Data excerpts –
-- -- --

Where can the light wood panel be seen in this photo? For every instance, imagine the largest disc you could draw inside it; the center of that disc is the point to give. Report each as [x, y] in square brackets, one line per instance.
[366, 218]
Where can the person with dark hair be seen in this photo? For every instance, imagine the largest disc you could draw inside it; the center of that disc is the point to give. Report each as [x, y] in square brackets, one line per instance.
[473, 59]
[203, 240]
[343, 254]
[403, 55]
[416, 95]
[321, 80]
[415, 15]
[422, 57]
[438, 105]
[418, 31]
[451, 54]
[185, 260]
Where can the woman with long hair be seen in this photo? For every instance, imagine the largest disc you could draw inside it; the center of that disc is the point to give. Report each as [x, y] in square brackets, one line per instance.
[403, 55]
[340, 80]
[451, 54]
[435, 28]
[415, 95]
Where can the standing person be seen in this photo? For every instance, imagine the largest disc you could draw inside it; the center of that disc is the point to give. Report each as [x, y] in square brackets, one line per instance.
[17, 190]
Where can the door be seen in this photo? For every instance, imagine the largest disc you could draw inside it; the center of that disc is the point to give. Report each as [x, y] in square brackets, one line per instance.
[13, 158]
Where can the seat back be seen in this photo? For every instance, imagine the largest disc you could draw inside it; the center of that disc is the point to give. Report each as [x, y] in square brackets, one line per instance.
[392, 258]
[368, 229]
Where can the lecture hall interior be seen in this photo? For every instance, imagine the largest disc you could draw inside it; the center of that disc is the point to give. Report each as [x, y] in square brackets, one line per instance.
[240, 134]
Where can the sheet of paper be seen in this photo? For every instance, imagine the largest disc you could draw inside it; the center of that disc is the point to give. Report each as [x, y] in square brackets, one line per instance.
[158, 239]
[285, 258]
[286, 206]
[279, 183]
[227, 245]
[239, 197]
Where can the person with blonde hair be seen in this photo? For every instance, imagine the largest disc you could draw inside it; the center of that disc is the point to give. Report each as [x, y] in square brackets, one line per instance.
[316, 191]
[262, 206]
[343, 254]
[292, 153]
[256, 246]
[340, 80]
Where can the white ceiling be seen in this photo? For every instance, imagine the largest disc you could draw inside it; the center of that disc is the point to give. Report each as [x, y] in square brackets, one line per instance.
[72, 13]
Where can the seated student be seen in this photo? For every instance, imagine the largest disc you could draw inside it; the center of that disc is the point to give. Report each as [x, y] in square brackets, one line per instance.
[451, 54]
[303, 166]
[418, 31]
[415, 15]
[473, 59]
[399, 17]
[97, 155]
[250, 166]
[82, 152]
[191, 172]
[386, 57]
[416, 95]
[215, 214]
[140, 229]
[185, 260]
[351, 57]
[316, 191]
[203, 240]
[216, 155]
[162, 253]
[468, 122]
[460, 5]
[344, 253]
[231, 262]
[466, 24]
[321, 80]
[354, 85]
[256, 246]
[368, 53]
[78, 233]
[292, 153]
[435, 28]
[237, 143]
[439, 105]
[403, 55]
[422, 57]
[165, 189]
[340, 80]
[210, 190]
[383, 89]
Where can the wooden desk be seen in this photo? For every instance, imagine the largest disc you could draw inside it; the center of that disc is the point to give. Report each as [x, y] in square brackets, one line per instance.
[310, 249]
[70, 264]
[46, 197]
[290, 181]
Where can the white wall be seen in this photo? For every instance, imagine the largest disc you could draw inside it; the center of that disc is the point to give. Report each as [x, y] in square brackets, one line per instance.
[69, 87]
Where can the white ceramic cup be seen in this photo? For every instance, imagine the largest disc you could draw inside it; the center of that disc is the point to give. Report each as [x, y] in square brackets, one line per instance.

-- -- --

Output, exactly and with nothing else, the lines from the line containing "Where can the person with blonde" to the end of the entries.

OUTPUT FOR THIS TASK –
Where can the person with blonde hair be seen in this photo? For every instance, imagine the largest disc you could draw inside it; the center of that disc is the point to give. Report each as [x, y] in square brackets, one line per instance.
[316, 191]
[262, 206]
[343, 254]
[292, 153]
[256, 246]
[340, 80]
Where can the white ceiling be seen in this photo? For every instance, imagine the largest disc you could draw inside it; the center of that disc is the point to give. Report each as [x, y] in square brackets, one line per instance.
[72, 13]
Where can the seated student be seen in this photo? For every instance, imagine the largest disc you could draw inside it; the center of that disc is the point to give. Report each as [x, y] in square brackets, one line per instance.
[451, 54]
[303, 166]
[418, 31]
[415, 15]
[473, 59]
[399, 17]
[97, 155]
[250, 166]
[82, 152]
[191, 172]
[386, 57]
[416, 95]
[215, 214]
[140, 229]
[185, 260]
[351, 57]
[316, 191]
[203, 240]
[216, 155]
[162, 253]
[468, 122]
[460, 5]
[344, 253]
[231, 262]
[466, 24]
[321, 80]
[354, 85]
[256, 246]
[368, 53]
[78, 233]
[292, 153]
[435, 28]
[237, 143]
[439, 105]
[403, 55]
[422, 57]
[165, 189]
[340, 80]
[210, 190]
[383, 89]
Where can the wooden desk be seen in this photo? For every instance, imagine the largest disc you could draw inside it; the center of that disc is the point to give. Report each as [x, y] in square brackets, one line per instance.
[310, 249]
[70, 264]
[46, 197]
[290, 181]
Where can the white wall be seen in this photo? For every instance, imagine the largest disc you could draw inside it; the center of that disc is the point to give. Report each as [x, y] in square brackets, one line per instance.
[69, 87]
Where can the white ceramic cup be seen in this photo? For every instance, imagine the largest disc you could draw inside it; the center of that disc is the point to give. Report each as [x, y] in square brackets, one line per instance.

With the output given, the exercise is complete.